Text for analysis
<<<<

2.2. Creation of new miRNA target sites by SNPs

2.2.1. MDM4 | miR-191 or miR-877-3p

Mdm2-like p53-binding protein (MDM4) is an oncoprotein that negatively regulates the p53 tumour suppressor protein [70]. It is well documented that overexpression of this protein leads to cancer development [70]. Recent studies suggested that the variation in the 3'-UTR of MDM4 can lead to a decreased risk of various malignancies [4247]. The occurrence of the C minor allele (SNP rs4245739 A>C) in the 3'-UTR of MDM4 has been shown to decrease the risk of cancer, and delay the progression of metastasis and cancer-related death [4247]. Numerous studies have shown that introduction of this C minor SNP creates a new binding site for miR-191 [4246] and/or miR-887-3p [42,43,47], and this leads to a decreased level of MDM4 protein. Moreover, a recently conducted meta-analysis of 69 477 subjects (19 796 cases of nine various type of cancer and 49 681 controls) showed that the above-mentioned SNP correlates with a reduced overall risk of cancer [71].

2.2.2. ΔNp63 | miR-140-5p

p63 is another tumour suppressor protein belonging to the p53 family. Because of different promoters and alternative splicing, there are two major isoforms of TP63: TAp63 (acidic transactivation domain present) and ΔNp63 (no transactivation domain) [72]. Interestingly, in vivo experiments indicate that TAp63 acts like a tumour suppressor gene, whereas ΔNp63 is an oncogene [7375]. Wang et al. [48] found that the SNP rs35592567 (C>T) in the 3′-UTR of ΔNp63 has an impact on bladder cancer risk. Analysis showed that the T allele is correlated with a decreased risk of bladder cancer because miR-140-5p is able to bind to the 3'-UTR of ΔNp63. Overexpression of miR-140-5p in 5637 cells (urinary bladder grade II carcinoma cells) attenuated cell migration and invasion and inhibited cell proliferation [48].

>>>>

Problem
From the text on SNP-created miRNA target sites, return the passage that starts at the words "2.2.2. ΔNp63 |" and stops after "cell proliferation [48].", copied without changes.

Information provided
<<<<

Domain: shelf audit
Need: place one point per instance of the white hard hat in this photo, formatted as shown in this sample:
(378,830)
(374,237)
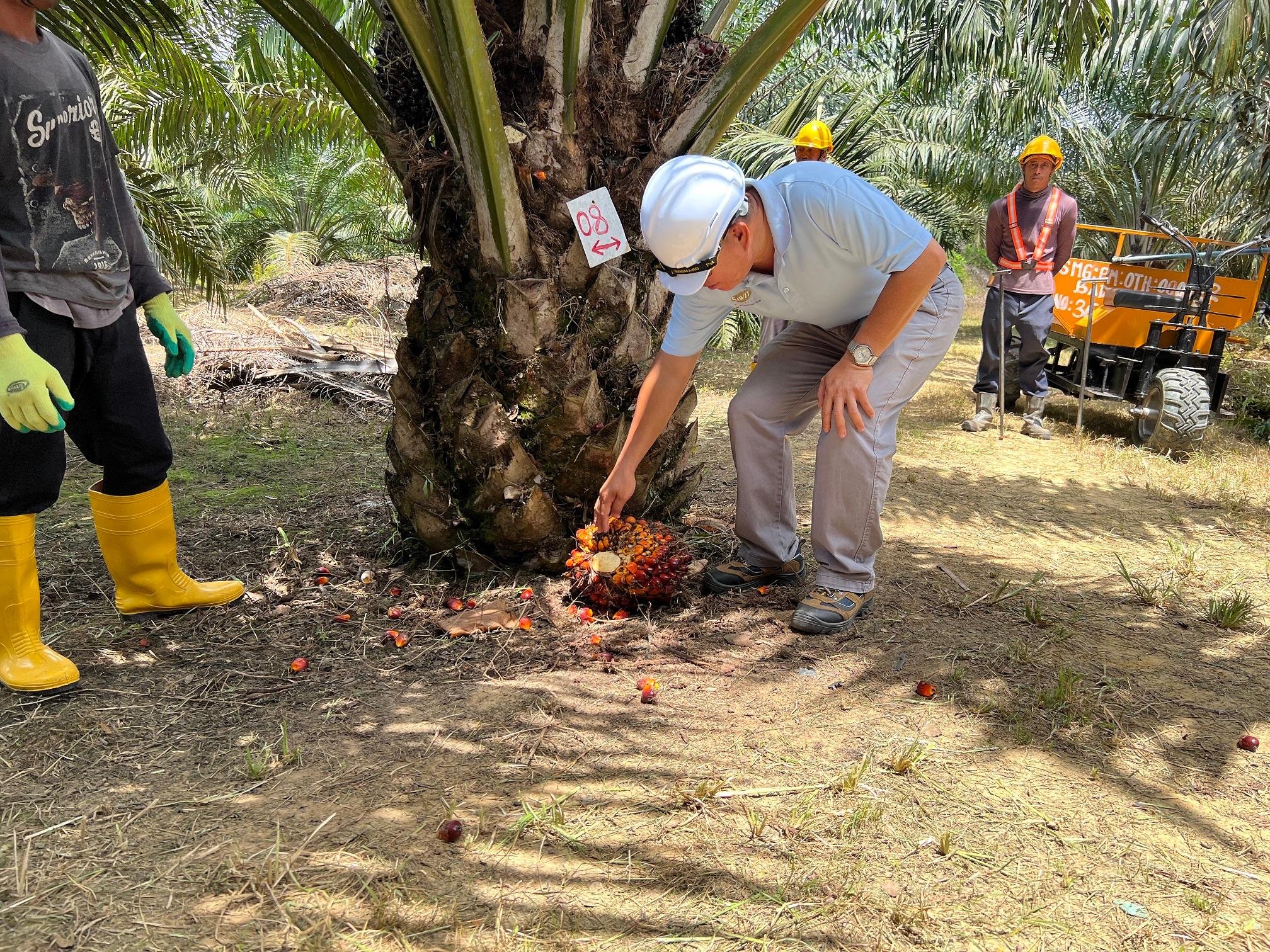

>>>>

Solution to the problem
2.2.2. ΔNp63 | miR-140-5p

p63 is another tumour suppressor protein belonging to the p53 family. Because of different promoters and alternative splicing, there are two major isoforms of TP63: TAp63 (acidic transactivation domain present) and ΔNp63 (no transactivation domain) [72]. Interestingly, in vivo experiments indicate that TAp63 acts like a tumour suppressor gene, whereas ΔNp63 is an oncogene [7375]. Wang et al. [48] found that the SNP rs35592567 (C>T) in the 3′-UTR of ΔNp63 has an impact on bladder cancer risk. Analysis showed that the T allele is correlated with a decreased risk of bladder cancer because miR-140-5p is able to bind to the 3'-UTR of ΔNp63. Overexpression of miR-140-5p in 5637 cells (urinary bladder grade II carcinoma cells) attenuated cell migration and invasion and inhibited cell proliferation [48].